(Dataset excerpt)
-- begin --

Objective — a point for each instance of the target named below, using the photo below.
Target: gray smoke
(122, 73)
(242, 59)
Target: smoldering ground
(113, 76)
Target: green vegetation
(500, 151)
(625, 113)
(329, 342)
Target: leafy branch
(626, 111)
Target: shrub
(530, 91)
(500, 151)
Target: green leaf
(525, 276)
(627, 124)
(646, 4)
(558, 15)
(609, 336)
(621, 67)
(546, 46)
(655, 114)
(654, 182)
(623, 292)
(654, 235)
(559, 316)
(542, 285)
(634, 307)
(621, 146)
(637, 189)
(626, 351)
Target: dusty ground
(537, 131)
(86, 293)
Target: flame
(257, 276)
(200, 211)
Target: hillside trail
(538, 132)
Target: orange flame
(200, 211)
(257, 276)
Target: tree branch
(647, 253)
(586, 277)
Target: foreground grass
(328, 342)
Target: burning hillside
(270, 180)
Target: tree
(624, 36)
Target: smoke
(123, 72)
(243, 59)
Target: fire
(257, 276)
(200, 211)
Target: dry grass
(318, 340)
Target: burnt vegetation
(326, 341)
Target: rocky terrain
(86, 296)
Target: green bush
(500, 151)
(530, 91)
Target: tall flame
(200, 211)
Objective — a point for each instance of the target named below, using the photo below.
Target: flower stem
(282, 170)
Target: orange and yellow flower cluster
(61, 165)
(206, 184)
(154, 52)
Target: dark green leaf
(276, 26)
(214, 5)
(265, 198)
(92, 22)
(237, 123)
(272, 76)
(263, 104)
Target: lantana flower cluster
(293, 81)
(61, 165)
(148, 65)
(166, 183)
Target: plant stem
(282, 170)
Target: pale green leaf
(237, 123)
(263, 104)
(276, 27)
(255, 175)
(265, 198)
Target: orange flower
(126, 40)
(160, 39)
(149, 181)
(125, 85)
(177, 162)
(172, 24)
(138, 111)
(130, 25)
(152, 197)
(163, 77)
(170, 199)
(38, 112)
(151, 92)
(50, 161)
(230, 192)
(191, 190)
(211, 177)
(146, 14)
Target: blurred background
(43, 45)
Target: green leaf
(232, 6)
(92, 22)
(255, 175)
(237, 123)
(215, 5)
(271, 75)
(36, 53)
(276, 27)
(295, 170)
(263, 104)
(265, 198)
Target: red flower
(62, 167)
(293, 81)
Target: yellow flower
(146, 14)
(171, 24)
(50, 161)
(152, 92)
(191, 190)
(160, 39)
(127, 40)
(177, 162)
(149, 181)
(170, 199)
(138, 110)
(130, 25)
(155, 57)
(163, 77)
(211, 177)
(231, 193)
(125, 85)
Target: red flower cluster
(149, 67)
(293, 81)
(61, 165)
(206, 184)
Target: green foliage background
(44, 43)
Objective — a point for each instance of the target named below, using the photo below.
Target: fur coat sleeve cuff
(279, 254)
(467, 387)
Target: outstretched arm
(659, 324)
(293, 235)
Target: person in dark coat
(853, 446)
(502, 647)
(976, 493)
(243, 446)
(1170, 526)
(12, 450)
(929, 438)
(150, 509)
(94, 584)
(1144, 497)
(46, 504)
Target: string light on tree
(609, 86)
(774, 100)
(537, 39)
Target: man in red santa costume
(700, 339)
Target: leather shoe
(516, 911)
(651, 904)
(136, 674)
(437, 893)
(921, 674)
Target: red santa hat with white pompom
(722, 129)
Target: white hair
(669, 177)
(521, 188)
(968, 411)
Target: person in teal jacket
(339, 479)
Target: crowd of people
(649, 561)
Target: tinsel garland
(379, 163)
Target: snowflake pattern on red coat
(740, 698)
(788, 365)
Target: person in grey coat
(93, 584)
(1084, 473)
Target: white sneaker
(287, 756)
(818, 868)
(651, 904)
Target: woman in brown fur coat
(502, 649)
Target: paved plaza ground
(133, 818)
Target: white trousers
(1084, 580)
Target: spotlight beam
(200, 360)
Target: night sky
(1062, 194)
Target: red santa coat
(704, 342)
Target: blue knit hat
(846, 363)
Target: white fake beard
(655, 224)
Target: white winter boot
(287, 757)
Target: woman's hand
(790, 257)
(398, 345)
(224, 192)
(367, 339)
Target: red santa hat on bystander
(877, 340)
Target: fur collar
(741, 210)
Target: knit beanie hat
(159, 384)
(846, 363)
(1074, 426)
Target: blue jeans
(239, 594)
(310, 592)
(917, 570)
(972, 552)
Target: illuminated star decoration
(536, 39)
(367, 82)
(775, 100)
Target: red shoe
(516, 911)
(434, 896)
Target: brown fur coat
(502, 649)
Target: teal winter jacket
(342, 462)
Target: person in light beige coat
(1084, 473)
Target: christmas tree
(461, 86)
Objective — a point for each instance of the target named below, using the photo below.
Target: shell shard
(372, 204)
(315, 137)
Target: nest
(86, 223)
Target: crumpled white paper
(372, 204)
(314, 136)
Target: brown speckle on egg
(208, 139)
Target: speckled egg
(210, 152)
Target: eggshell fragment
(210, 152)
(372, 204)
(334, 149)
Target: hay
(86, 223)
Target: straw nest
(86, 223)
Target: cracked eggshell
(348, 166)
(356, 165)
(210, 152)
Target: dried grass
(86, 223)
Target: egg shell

-- end --

_EXERCISE TASK_: Copy the listing above word for word, from the line containing "Target: blue jeans" down to its last line, including both.

_WRITTEN RESPONSE_:
Target: blue jeans
(239, 594)
(310, 592)
(917, 570)
(972, 552)
Target: illuminated star decoration
(536, 39)
(367, 82)
(775, 100)
Target: red shoe
(516, 911)
(434, 896)
Target: brown fur coat
(502, 649)
Target: teal winter jacket
(342, 462)
Target: person in light beige coat
(1084, 473)
Target: christmas tree
(461, 86)
Objective — a point for each instance of the target named below, using the photo below.
Target: shell shard
(372, 204)
(315, 137)
Target: nest
(86, 223)
Target: crumpled white paper
(372, 204)
(314, 136)
Target: brown speckle on egg
(208, 139)
Target: speckled egg
(210, 152)
Target: eggshell fragment
(210, 152)
(372, 204)
(334, 149)
Target: hay
(86, 223)
Target: straw nest
(86, 223)
Target: cracked eggshell
(348, 166)
(356, 165)
(210, 152)
Target: dried grass
(86, 223)
Target: egg shell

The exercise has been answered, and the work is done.